Look for "instance" in each line of the records, and copy the lines that have it.

=-=-=-=-=

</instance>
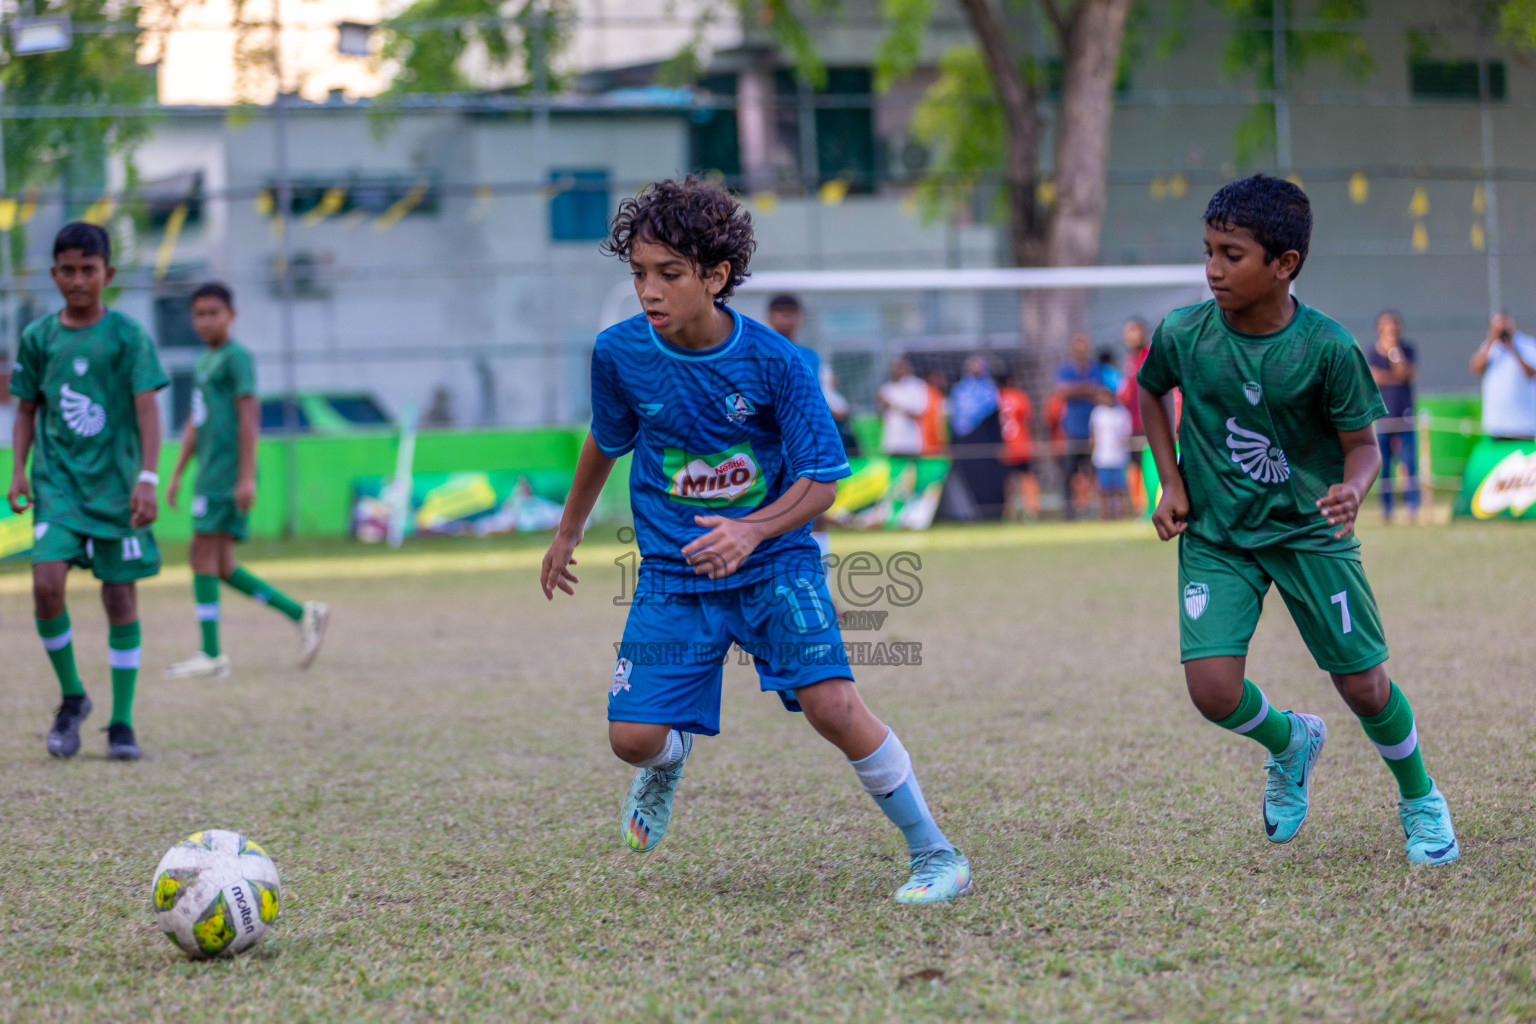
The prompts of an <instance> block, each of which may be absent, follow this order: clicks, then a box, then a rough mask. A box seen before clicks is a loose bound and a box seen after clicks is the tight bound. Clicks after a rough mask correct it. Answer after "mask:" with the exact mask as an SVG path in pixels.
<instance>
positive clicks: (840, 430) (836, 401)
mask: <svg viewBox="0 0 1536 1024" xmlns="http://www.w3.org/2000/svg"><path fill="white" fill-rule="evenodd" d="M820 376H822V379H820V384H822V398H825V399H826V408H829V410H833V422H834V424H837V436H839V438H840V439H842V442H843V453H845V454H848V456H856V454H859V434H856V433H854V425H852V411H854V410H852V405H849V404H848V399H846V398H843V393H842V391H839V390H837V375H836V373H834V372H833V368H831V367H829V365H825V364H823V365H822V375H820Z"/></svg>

=-=-=-=-=

[SOLUTION TO THIS TASK]
</instance>
The prompts of an <instance> block, each of which may be absent, follow this order: clicks, then a box, then a rough mask. A box seen before clicks is a loose bound and a box seen after clicks is the tight bound. Clicks after a rough mask correct it. Answer after "mask:" with the exact mask as an SVG path in pixels.
<instance>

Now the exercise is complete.